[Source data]
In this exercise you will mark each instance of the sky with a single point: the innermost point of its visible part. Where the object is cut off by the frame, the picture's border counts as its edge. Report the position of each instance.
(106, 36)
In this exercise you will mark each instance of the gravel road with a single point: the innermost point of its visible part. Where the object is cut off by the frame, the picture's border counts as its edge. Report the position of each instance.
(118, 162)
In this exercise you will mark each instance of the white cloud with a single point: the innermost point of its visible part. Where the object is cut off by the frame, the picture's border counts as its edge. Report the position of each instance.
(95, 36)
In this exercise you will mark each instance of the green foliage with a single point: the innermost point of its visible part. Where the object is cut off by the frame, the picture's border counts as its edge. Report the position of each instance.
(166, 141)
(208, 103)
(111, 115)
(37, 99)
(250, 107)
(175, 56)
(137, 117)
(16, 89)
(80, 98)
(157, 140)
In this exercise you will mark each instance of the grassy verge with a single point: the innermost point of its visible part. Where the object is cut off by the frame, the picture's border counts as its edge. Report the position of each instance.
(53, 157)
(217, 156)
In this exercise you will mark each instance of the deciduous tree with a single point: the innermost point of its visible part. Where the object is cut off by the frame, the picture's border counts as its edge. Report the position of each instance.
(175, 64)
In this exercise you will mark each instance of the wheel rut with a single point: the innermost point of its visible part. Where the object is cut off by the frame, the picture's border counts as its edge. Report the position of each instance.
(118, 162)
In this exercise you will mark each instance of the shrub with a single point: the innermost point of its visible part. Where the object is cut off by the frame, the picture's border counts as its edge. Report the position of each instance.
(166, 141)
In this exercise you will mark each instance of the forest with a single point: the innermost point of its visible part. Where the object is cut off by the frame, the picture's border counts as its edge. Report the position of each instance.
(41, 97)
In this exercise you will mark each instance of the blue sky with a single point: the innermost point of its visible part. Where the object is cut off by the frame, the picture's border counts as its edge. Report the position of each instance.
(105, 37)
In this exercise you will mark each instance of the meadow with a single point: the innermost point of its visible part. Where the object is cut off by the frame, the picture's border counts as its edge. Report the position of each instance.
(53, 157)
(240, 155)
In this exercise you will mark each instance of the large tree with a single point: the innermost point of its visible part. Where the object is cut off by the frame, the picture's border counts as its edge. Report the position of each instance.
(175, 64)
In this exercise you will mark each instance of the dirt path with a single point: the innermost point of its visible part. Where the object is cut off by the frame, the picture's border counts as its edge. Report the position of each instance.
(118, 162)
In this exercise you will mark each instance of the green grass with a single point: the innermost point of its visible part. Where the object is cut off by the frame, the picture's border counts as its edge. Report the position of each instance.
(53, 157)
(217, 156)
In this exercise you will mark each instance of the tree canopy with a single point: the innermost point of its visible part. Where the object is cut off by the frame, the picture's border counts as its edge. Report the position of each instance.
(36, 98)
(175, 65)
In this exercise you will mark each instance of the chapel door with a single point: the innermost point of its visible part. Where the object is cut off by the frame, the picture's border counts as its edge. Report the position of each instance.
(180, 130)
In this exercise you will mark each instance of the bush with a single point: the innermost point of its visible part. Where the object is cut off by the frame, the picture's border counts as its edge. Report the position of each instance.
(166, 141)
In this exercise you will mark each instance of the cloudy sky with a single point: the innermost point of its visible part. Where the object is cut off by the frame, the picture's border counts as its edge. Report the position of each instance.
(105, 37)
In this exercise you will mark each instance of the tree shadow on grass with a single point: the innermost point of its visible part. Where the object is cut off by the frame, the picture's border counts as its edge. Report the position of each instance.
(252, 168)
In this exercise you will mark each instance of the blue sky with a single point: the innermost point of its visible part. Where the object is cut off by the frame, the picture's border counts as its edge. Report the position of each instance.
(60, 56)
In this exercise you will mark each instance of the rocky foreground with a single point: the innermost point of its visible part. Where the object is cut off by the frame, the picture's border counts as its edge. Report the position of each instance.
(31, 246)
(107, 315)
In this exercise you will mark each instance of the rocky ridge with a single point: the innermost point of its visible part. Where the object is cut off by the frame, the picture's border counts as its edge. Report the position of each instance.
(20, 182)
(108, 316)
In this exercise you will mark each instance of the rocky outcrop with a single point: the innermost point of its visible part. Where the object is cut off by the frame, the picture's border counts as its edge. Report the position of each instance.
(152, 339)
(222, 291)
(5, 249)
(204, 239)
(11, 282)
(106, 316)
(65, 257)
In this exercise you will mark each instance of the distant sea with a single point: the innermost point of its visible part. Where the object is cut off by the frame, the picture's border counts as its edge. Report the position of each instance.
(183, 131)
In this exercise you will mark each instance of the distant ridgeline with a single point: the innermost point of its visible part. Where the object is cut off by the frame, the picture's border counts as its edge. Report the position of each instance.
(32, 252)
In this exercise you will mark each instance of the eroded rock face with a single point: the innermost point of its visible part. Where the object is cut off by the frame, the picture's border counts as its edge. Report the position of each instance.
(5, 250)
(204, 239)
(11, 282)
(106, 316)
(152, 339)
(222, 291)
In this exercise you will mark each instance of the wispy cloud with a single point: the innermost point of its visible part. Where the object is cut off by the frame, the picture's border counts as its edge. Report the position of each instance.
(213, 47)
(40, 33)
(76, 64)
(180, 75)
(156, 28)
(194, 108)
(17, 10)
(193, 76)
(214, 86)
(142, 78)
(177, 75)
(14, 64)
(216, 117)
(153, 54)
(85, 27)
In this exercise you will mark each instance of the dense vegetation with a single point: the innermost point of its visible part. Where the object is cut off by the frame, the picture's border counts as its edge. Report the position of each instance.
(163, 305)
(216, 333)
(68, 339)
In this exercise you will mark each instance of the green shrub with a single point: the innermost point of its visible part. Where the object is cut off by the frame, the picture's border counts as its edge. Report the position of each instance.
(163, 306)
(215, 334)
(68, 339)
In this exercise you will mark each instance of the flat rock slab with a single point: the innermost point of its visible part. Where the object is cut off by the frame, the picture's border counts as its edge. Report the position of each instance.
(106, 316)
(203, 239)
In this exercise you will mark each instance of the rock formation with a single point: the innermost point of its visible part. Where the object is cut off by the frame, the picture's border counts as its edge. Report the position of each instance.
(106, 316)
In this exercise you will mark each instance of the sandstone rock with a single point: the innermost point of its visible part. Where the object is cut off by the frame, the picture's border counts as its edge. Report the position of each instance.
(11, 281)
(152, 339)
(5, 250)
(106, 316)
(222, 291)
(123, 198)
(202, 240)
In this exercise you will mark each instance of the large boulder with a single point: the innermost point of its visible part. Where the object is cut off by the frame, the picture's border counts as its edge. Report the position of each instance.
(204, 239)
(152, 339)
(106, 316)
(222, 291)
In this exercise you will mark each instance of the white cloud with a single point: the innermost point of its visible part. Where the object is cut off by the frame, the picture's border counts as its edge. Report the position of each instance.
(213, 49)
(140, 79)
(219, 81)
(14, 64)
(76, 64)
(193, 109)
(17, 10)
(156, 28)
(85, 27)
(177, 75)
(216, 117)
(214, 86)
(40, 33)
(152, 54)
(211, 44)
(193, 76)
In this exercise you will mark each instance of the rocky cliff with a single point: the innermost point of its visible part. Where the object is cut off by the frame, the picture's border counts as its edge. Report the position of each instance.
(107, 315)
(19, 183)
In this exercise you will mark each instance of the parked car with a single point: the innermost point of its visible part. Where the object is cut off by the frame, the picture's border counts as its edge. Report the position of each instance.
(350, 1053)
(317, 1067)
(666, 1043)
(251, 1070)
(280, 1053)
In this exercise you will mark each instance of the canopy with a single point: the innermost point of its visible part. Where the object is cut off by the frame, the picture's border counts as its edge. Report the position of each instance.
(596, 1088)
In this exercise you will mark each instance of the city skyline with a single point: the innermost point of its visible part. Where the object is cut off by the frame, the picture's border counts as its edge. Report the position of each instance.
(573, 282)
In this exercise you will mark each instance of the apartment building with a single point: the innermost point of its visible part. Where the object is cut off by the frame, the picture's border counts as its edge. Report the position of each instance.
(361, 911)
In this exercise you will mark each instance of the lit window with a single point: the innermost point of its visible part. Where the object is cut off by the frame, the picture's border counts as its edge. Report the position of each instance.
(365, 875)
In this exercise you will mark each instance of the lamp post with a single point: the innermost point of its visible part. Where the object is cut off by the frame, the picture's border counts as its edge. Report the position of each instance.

◆ REQUIRED WORK ◆
Output an exact copy of the lines beginning at the one that holds "In this exercise you will mark each instance of the city" and running through the final line of the records.

◆ RESULT ◆
In this exercise you will mark each instance of the city skyline with a single point: the innermost point of its visible part. Where the object is cut off by the frame, the picture's border counts as its edge. Report the position of each instance.
(573, 282)
In this exercise you will mark each instance of the apartment building with a single point: the innermost point of its visible part. Where the object is cut off by the frame, the picture's border counts as its edge. Report the position of each instance.
(361, 911)
In this exercise you will mark each instance of the lit window with a single point: the innermost point of its visible part. Where the object is cut off by the frame, the picture's border counts as its edge. Report the position of each instance.
(365, 875)
In this exercise you will mark each instance of the lamp post with a single point: the innermost point of its visible part. Where the object is cut off by the frame, the picture's border counts as its edge. Report the position of each instance.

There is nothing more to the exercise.